**TASK STATEMENT:** Render the part of the records below that opens with the line containing "Find every instance of the canal embankment" and closes with the line containing "(428, 1055)" as a Markdown table, putting a row number under Row and each line under Record line. Skip any blank lines.

——————

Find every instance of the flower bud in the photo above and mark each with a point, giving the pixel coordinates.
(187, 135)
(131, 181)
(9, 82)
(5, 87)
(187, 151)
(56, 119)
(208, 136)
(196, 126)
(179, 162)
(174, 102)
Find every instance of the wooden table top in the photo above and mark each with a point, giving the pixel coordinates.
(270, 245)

——————

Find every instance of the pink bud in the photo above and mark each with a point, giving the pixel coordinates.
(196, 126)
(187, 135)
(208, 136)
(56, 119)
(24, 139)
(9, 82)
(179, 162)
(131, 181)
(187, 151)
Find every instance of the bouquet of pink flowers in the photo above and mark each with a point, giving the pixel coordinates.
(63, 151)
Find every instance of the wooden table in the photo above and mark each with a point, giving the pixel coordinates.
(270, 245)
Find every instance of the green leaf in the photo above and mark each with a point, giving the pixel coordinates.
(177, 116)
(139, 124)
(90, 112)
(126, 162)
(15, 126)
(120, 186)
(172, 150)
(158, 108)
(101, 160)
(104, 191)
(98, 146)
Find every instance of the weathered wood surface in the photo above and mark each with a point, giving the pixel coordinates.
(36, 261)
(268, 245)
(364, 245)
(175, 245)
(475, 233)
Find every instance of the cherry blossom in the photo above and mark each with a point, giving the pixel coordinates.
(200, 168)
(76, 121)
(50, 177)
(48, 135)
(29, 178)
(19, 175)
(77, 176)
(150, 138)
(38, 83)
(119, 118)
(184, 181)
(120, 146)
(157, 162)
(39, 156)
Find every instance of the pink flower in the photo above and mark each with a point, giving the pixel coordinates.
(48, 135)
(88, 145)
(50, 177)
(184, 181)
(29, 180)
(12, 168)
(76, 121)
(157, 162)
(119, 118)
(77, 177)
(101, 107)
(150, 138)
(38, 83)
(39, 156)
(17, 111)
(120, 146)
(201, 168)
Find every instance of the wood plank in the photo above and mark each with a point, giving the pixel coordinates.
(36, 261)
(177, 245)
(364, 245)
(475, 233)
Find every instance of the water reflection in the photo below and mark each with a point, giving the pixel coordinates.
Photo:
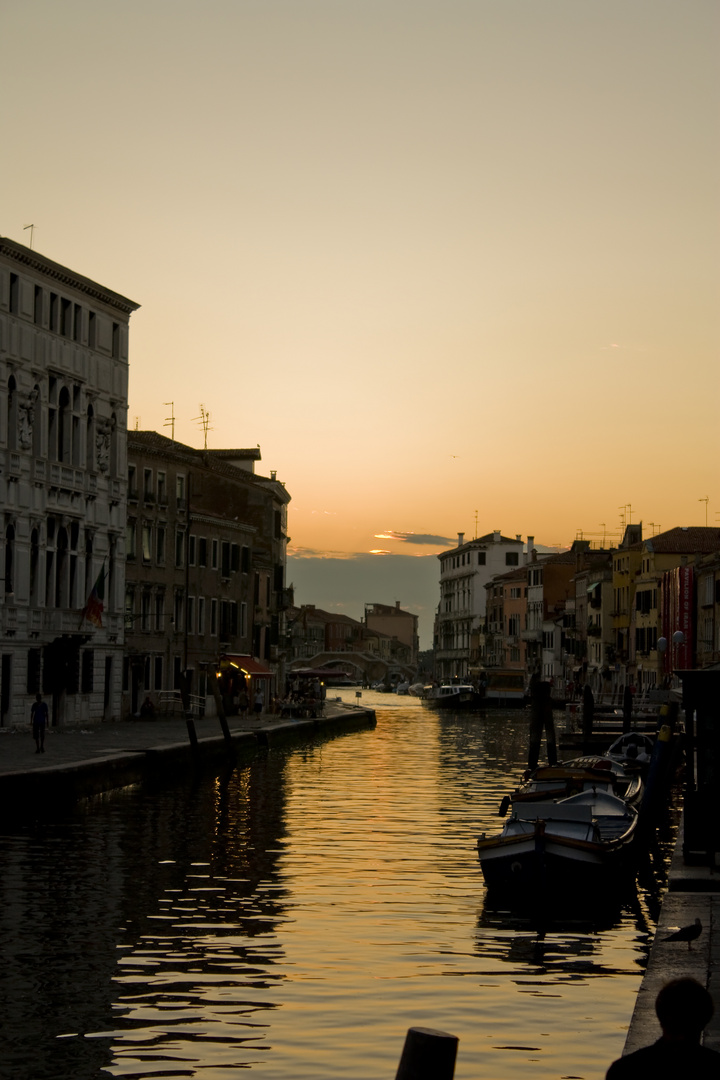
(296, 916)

——————

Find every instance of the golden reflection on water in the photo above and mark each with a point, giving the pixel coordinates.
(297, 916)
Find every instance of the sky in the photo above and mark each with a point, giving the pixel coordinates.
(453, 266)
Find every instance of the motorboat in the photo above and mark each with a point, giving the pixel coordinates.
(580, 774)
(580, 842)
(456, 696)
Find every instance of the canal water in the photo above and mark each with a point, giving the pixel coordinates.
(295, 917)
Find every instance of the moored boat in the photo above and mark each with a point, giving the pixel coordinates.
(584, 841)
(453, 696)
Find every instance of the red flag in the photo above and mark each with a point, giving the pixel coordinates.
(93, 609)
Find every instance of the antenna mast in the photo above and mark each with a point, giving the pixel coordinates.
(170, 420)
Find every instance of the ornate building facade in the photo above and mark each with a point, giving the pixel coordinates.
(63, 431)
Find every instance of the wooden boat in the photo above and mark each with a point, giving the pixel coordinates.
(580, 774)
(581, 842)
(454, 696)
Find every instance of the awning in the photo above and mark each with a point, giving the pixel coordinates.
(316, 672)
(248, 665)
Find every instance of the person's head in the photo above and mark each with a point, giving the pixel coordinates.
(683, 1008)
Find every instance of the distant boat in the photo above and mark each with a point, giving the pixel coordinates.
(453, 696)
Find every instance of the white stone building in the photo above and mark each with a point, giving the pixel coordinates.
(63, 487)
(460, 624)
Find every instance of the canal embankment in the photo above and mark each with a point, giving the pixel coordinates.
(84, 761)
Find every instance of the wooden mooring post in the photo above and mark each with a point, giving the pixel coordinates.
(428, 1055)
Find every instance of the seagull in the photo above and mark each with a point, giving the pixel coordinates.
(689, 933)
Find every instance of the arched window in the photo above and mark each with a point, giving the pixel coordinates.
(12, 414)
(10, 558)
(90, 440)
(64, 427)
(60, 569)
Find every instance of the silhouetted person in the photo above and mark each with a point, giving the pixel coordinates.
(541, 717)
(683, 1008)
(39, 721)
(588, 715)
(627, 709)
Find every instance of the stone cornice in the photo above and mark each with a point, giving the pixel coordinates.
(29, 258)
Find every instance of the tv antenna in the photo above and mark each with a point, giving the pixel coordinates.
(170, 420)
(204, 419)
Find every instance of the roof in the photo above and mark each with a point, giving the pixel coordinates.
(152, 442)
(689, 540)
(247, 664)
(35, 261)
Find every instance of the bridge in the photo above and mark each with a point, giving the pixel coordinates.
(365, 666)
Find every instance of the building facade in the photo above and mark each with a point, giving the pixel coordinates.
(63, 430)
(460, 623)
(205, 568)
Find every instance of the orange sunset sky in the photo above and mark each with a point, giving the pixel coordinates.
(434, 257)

——————

**EXERCISE ANSWER:**
| Row | Record line |
|---|---|
| 1 | Find every instance of the canal embankment in the photo above and mark each with a point, giving the pixel coordinates. |
| 2 | (84, 761) |
| 3 | Find every instance of the wooden mooring post in the photo above and mark each with a point, giving the pixel coordinates. |
| 4 | (428, 1055) |